> Document:
APPRÉCIATION DE JULES VALLÈS


(Extrait du Cri du Peuple du 29 novembre 1883)




Celui-ci est un vieux camarade, un camarade des grands jours. Il était du temps de la Commune, il a été exilé comme le fut Hugo. Comme Hugo, il est poète aussi, mais poète inconnu, perdu dans l’ombre.

Ses vers ne frappent point sur le bouclier d’Austerlitz ou le poitrail des cuirassiers de Waterloo ; ils ne s’envolent pas d’un coup d’aile sur la montagne où Olympio rêve et gémit. Ils ne se perchent ni sur la crinière des casques, ni sur la crête des nuées : ils restent dans la rue, la rue pauvre.

Mais je ne sais pas si quelques-uns des cris que pousse, du coin de la borne, ce Juvénal de faubourg, n’ont pas une éloquence aussi poignante, et même ne donnent pas une émotion plus juste que les plus admirables strophes des Châtiments.

Certes, il n’y a pas à comparer ce soldat du centre au tambour-major de l’épopée ; mais sur le terrain, un petit fantassin qui, caché dans les herbes, tire juste, vaut mieux qu’un tambour-major qui tire trop haut.

Puis, par la largeur même de son génie, Hugo est trop au-dessus des foules pour pouvoir parler à tous les coins de leur cœur.

Il faut la voix d’un frère de travail et de souffrance.

Celui dont je parle a travaillé et a souffert ; c’est pourquoi il a su peindre, avec une déchirante simplicité, la vie de peine et de labeur.

> Travail à faire:
(1) Restituez tel quel le passage de l'appréciation de Jules Vallès qui s'ouvre sur les mots contenant "Mais je ne sais" et se clôt sur "et de labeur.".
(2) Rédigez la suite de l'appréciation de Jules Vallès à partir de sa dernière phrase.

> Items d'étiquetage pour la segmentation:
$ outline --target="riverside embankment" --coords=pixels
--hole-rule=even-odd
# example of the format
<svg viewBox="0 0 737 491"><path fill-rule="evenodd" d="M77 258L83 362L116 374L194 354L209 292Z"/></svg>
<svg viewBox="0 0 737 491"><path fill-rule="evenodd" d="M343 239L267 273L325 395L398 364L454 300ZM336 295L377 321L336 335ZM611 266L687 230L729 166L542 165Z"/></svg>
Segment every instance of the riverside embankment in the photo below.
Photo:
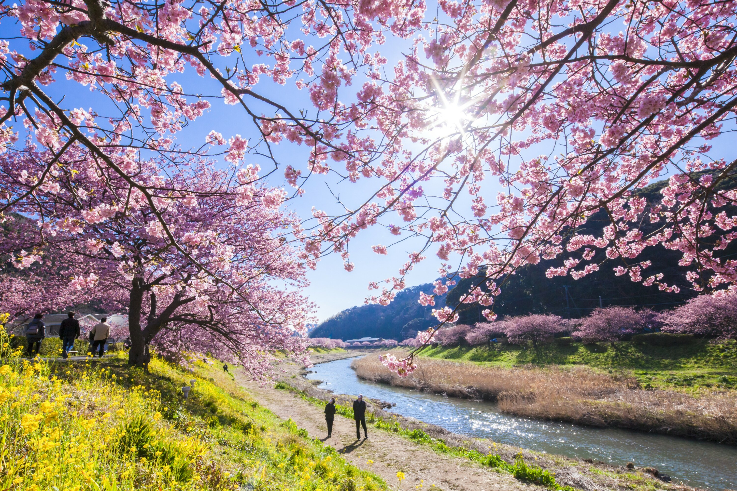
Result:
<svg viewBox="0 0 737 491"><path fill-rule="evenodd" d="M392 372L377 356L357 358L352 367L367 381L493 401L501 411L525 417L737 442L733 390L643 389L626 372L585 367L505 368L425 357L416 364L408 377Z"/></svg>
<svg viewBox="0 0 737 491"><path fill-rule="evenodd" d="M363 393L377 400L396 403L397 406L391 409L394 414L409 417L401 419L414 422L413 424L429 423L427 426L434 428L430 431L437 431L439 437L449 438L451 441L461 439L486 447L492 446L493 441L497 445L495 448L511 448L512 454L515 448L528 448L537 452L536 455L545 462L545 465L551 465L549 468L556 475L559 472L565 473L570 465L566 462L577 462L573 464L577 467L590 466L589 472L594 477L594 482L597 482L598 473L610 475L612 469L616 470L615 475L618 484L601 484L604 487L632 484L638 488L646 484L647 481L632 483L629 480L634 476L621 473L624 464L632 462L640 470L654 467L661 473L668 473L674 482L682 481L688 486L711 490L737 489L737 469L734 466L737 447L733 445L516 417L500 412L494 403L444 398L431 392L360 379L350 370L351 361L344 359L316 365L307 377L313 379L311 381L313 383L316 383L315 379L323 381L317 389L307 386L307 390L310 393L315 391L317 395L326 393L320 391L321 388L337 394ZM306 381L298 378L290 381L307 386ZM350 401L349 398L338 397L339 400L343 399L346 403ZM443 436L443 432L450 437ZM607 465L585 464L585 459L606 462ZM553 463L548 463L548 460Z"/></svg>
<svg viewBox="0 0 737 491"><path fill-rule="evenodd" d="M347 358L352 356L353 354L352 353L345 353L342 356ZM378 354L378 352L375 352L371 353L371 356L375 356ZM350 359L335 359L340 357L340 355L333 355L331 357L334 358L333 361L317 364L314 368L307 370L306 372L310 378L317 378L322 381L326 381L321 384L320 387L313 385L318 384L317 381L305 380L302 377L297 376L290 369L287 370L289 372L291 372L291 374L287 375L282 378L282 384L288 384L295 388L294 389L290 389L293 392L293 395L296 396L295 400L296 400L296 398L301 398L304 403L302 406L304 406L307 403L312 403L312 409L308 409L307 406L304 406L304 407L298 411L292 409L293 403L287 403L288 399L284 398L287 396L284 395L282 396L281 399L278 397L274 398L275 410L283 411L284 414L292 411L299 417L304 417L305 421L312 418L314 420L313 423L317 425L318 428L324 428L323 425L324 424L324 421L322 423L320 422L322 419L321 409L324 404L321 401L326 401L331 395L337 397L338 404L348 408L349 408L351 402L358 392L363 392L369 397L374 398L368 401L369 413L372 415L368 418L369 439L357 450L352 450L353 447L349 445L348 451L351 452L352 456L355 455L359 451L365 453L360 449L365 448L366 445L370 444L372 441L374 443L376 443L377 439L374 439L374 438L378 439L380 434L377 434L377 433L380 433L382 434L381 438L384 437L383 435L395 435L395 439L392 440L392 446L388 450L383 446L378 448L372 446L372 448L375 448L374 451L377 452L377 455L380 456L382 459L385 458L390 462L397 459L401 460L407 456L419 456L419 452L425 452L426 450L434 453L436 456L430 456L425 464L412 461L411 457L410 458L412 462L412 472L414 479L413 482L411 481L409 484L413 484L414 485L421 484L420 478L423 473L428 473L433 469L433 465L430 464L430 462L441 461L444 462L443 470L444 472L447 472L447 474L441 476L442 484L439 485L441 489L473 489L483 482L483 480L480 476L486 476L486 474L484 474L484 471L483 470L484 465L482 465L481 468L479 468L479 462L478 460L469 459L469 456L474 454L492 454L492 456L494 455L499 456L500 459L507 462L507 471L505 472L499 467L489 468L489 464L486 464L486 468L488 470L486 472L491 471L492 474L496 475L499 475L501 473L502 476L509 476L509 465L515 463L516 456L520 455L521 452L525 462L529 464L531 468L539 469L541 471L548 471L551 474L554 473L554 477L558 485L570 486L585 491L603 491L604 490L638 490L642 491L652 491L656 489L688 490L691 489L691 487L698 485L696 482L684 485L679 484L675 479L672 482L664 482L646 472L649 466L645 465L643 462L638 461L636 468L630 469L624 464L618 465L611 462L604 463L604 462L597 462L595 459L592 461L591 459L587 460L585 458L566 457L558 455L561 452L545 453L542 451L526 450L524 447L530 446L528 445L530 442L524 437L517 438L517 445L506 445L500 442L496 439L492 440L488 439L488 437L478 438L469 434L461 434L447 429L446 426L448 426L447 425L447 421L439 421L437 424L427 423L428 420L423 417L424 415L421 411L413 413L413 415L416 416L416 417L404 417L402 414L409 414L410 412L408 405L404 402L399 402L397 407L392 408L391 410L391 412L382 410L382 403L378 399L391 400L394 398L397 401L400 400L400 399L397 397L396 392L391 395L383 398L376 395L371 395L374 392L371 391L385 389L389 392L397 391L404 392L405 397L408 398L412 395L419 395L430 396L445 401L469 401L453 399L452 398L444 398L442 396L361 381L356 377L353 370L350 370ZM322 358L322 354L318 354L317 356L313 356L312 361L313 363L318 363ZM340 365L340 367L339 367L338 365ZM331 367L334 370L331 370ZM296 368L296 365L293 368ZM305 372L303 372L303 373L305 373ZM343 377L343 381L352 380L359 385L353 386L352 389L349 387L343 390L342 387L347 387L348 386L344 385L342 381L333 378L333 375L338 373ZM282 385L282 386L284 387L286 386ZM332 389L334 393L324 389L323 387ZM269 390L273 391L273 389ZM282 389L282 393L285 393L287 391ZM280 400L283 401L284 405L288 403L289 407L287 408L286 406L284 408L279 407L279 404L282 403L279 402ZM434 401L430 406L428 407L426 406L425 409L433 409L436 406L438 406L438 401ZM458 414L458 416L460 418L463 417L461 414ZM298 422L298 424L303 425L302 423ZM307 425L307 423L305 423L304 427L310 429L310 427ZM350 427L354 428L352 426L352 422L350 423ZM375 431L376 429L381 429L381 431L377 432ZM323 429L322 431L324 430ZM350 430L352 433L352 431ZM374 435L374 437L371 437L371 435ZM396 439L397 438L399 439L397 440ZM329 441L327 440L327 442ZM368 456L368 454L366 455ZM422 455L425 456L425 453ZM367 458L376 460L374 457L367 456ZM453 462L455 463L453 464ZM415 465L416 464L419 464L419 465ZM360 464L360 462L357 461L357 464ZM409 476L410 474L408 473L408 481L410 478ZM475 484L469 481L469 478L471 481L474 481ZM485 479L486 478L483 478ZM718 476L715 476L715 478L719 480ZM490 484L489 481L486 482L487 484ZM524 483L525 481L523 479L521 482ZM722 481L721 482L726 481ZM428 484L429 482L425 481L425 487L428 487ZM486 485L486 487L483 487L483 486L481 487L484 490L503 489L505 486L509 485L510 485L509 483L505 485L500 482L500 484ZM527 485L529 486L529 484ZM726 484L718 484L716 487L699 487L722 490L728 486Z"/></svg>

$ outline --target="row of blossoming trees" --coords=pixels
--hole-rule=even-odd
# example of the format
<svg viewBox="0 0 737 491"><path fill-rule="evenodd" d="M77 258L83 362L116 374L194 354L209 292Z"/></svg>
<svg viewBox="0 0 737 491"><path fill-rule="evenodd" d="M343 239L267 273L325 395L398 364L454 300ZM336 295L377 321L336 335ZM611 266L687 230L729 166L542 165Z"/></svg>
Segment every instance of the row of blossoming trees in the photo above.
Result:
<svg viewBox="0 0 737 491"><path fill-rule="evenodd" d="M383 339L382 341L377 341L374 342L368 342L368 341L359 342L356 341L352 343L346 343L340 339L332 339L330 338L310 338L307 339L307 343L311 347L326 347L328 349L349 347L394 347L394 346L397 346L399 345L399 343L394 339Z"/></svg>
<svg viewBox="0 0 737 491"><path fill-rule="evenodd" d="M735 126L736 16L713 0L1 3L0 267L25 272L0 306L99 301L129 313L131 363L158 343L265 370L260 353L301 349L305 268L334 252L352 270L371 226L420 244L369 285L384 304L428 252L436 295L483 268L462 303L489 320L504 278L559 256L551 276L615 261L673 291L638 261L665 247L692 288L731 293L737 160L712 145ZM284 211L282 183L298 197L330 172L368 196L336 193L361 201L307 224ZM635 193L668 174L657 199ZM601 236L578 233L600 210Z"/></svg>
<svg viewBox="0 0 737 491"><path fill-rule="evenodd" d="M589 316L575 319L552 314L508 317L495 322L458 325L432 333L422 332L400 345L419 347L438 343L442 346L485 345L503 336L514 344L545 342L556 335L570 335L584 342L614 343L641 333L662 331L708 338L737 339L737 297L716 299L702 295L671 311L657 313L632 307L596 308Z"/></svg>

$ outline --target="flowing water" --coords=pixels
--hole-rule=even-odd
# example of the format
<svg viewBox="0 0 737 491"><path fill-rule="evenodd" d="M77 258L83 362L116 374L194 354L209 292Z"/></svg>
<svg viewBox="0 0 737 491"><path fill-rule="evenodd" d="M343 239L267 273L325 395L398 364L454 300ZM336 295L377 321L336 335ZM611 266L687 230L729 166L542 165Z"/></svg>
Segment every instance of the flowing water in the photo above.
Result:
<svg viewBox="0 0 737 491"><path fill-rule="evenodd" d="M737 447L616 428L579 426L518 417L496 404L445 398L411 389L361 380L351 367L354 358L315 365L307 378L337 394L381 399L391 410L454 433L614 465L628 462L654 467L674 482L710 490L737 490Z"/></svg>

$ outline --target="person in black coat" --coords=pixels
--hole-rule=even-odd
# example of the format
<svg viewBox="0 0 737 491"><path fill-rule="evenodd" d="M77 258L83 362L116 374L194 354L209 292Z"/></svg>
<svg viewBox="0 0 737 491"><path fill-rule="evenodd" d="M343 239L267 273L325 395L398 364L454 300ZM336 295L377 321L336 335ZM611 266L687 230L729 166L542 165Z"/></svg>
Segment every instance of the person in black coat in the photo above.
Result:
<svg viewBox="0 0 737 491"><path fill-rule="evenodd" d="M359 394L358 399L353 401L353 418L356 420L356 439L361 439L361 428L363 425L363 438L368 438L366 433L366 403L363 395Z"/></svg>
<svg viewBox="0 0 737 491"><path fill-rule="evenodd" d="M26 346L28 347L28 358L33 358L33 348L35 347L36 354L41 350L41 342L46 338L46 323L41 320L43 314L37 314L33 320L26 325L23 330L26 335Z"/></svg>
<svg viewBox="0 0 737 491"><path fill-rule="evenodd" d="M332 421L335 417L335 398L325 405L325 422L327 423L327 437L332 437Z"/></svg>
<svg viewBox="0 0 737 491"><path fill-rule="evenodd" d="M74 312L67 312L66 319L59 326L59 339L61 339L61 356L69 358L68 351L74 349L74 339L80 337L80 321L74 319Z"/></svg>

> Réponses:
(1)
Mais je ne sais pas si quelques-uns des cris que pousse, du coin de la borne, ce Juvénal de faubourg, n’ont pas une éloquence aussi poignante, et même ne donnent pas une émotion plus juste que les plus admirables strophes des Châtiments.

Certes, il n’y a pas à comparer ce soldat du centre au tambour-major de l’épopée ; mais sur le terrain, un petit fantassin qui, caché dans les herbes, tire juste, vaut mieux qu’un tambour-major qui tire trop haut.

Puis, par la largeur même de son génie, Hugo est trop au-dessus des foules pour pouvoir parler à tous les coins de leur cœur.

Il faut la voix d’un frère de travail et de souffrance.

Celui dont je parle a travaillé et a souffert ; c’est pourquoi il a su peindre, avec une déchirante simplicité, la vie de peine et de labeur.

(2)
C’est de cet autre côté maintenant qu’il faut tourner ses regards et sa pensée — du côté de la grande armée anonyme que le capital accule dans la famine et dans la mort.

Laissez là les porteurs d’armure et les traîneurs de tonnerre ; on a assez léché leurs éperons ! Parlons de l’atelier et non de la caserne, ne flattons pas la croupe encore fumante des canons, mais escortons de nos clameurs de pitié ou de colère ceux que la machine mutile, affame, écrase, — ceux qui ne peuvent plus trouver à gagner leur pain, parce que leur métier est perdu ou parce qu’on les trouve trop vieux quand ils demandent, comme une aumône, le droit de crever à la peine !

Pottier, mon vieil ami, tu es le Tyrtée d’une bataille sans éclairs, qui se livre entre les murs d’usine calcinés et noirs, ou entre les cloisons des maisons gâtées, où le plomb à ordures fait autant de victimes que le plomb à fusil !

Reste le poète de ce monde qui ne fait pas de tirades et se drape dans des guenilles pour tout de bon, et tu auras ouvert à la misère murée un horizon et à la poésie populaire un champ nouveau.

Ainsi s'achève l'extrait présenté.